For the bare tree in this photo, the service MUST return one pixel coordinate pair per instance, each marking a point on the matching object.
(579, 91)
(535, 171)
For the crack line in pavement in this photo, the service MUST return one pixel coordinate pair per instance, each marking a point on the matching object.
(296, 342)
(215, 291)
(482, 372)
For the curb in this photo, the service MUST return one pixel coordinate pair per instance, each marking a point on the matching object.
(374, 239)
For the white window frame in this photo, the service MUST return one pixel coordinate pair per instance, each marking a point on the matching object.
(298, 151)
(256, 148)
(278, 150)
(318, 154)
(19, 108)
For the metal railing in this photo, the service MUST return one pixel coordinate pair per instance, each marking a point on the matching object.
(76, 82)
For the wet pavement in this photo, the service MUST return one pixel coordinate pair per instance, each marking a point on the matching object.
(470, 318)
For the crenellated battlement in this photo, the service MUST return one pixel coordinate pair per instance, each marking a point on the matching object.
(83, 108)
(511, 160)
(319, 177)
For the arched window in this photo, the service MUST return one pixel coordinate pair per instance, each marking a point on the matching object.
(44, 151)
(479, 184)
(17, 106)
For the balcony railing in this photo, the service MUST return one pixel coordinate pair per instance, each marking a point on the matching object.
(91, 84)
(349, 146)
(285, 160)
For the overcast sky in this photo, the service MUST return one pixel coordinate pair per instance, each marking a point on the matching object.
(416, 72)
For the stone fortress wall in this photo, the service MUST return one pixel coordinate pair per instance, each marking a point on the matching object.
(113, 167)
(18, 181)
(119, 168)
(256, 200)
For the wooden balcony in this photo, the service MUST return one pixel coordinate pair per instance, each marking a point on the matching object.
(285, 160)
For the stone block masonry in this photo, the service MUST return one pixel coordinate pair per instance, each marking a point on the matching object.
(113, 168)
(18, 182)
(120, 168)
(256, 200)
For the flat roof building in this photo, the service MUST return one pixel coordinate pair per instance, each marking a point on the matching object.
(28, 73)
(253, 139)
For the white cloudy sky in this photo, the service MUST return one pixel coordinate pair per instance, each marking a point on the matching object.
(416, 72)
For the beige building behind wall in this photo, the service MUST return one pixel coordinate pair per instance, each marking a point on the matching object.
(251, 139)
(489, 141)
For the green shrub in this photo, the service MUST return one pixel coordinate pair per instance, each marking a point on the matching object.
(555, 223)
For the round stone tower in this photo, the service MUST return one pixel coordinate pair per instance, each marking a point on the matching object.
____________________
The problem —
Word for word, quote the lines from the line containing "For the arched" through the end of the material, both included, and nothing else.

Correct response —
For the arched window in this photo, the service MUST return one pixel coordinate pair per instance, each marking a point on the matching object.
(44, 151)
(479, 184)
(17, 106)
For the balcony railing in this photo, the service MUST return one pixel coordinate pair per instance, each marking a point on the matching object.
(91, 84)
(349, 146)
(285, 160)
For the overcast sky in this photo, the service MUST return one pixel coordinate pair per instance, each marking a point on the matching object.
(416, 72)
For the stone fortress wall in this photo, the service MUST return one pixel coordinate pair per instance, each marking a point on the matching object.
(113, 167)
(18, 181)
(119, 168)
(256, 200)
For the wooden balcony in this photo, the service MUST return one pixel coordinate pair per instance, each marking a point on the matching object.
(285, 160)
For the stone block masonry in this photo, the service MUST return one pixel coordinate pair per instance, each marking a point on the matching object.
(113, 168)
(18, 182)
(120, 168)
(256, 200)
For the flat roof building in this photo, the service MUST return one pixel coordinate pair per instance, each marking a point on the matching object.
(28, 73)
(253, 139)
For the white cloudy sky in this photo, the service MUST return one pixel coordinate pair per instance, each marking a point on the matching object.
(416, 72)
For the beige building behind wall in this photo, the service MUST return one pixel coordinate pair per instance, each marking a point on the matching object.
(251, 139)
(489, 141)
For the green shrub in this photo, the service MUST return one pixel coordinate pair per instance, each marking a point on the matching object.
(555, 223)
For the round stone tower in this photo, the service MUST return one pixel coordinate pair per instance, each marking a point on the matching object.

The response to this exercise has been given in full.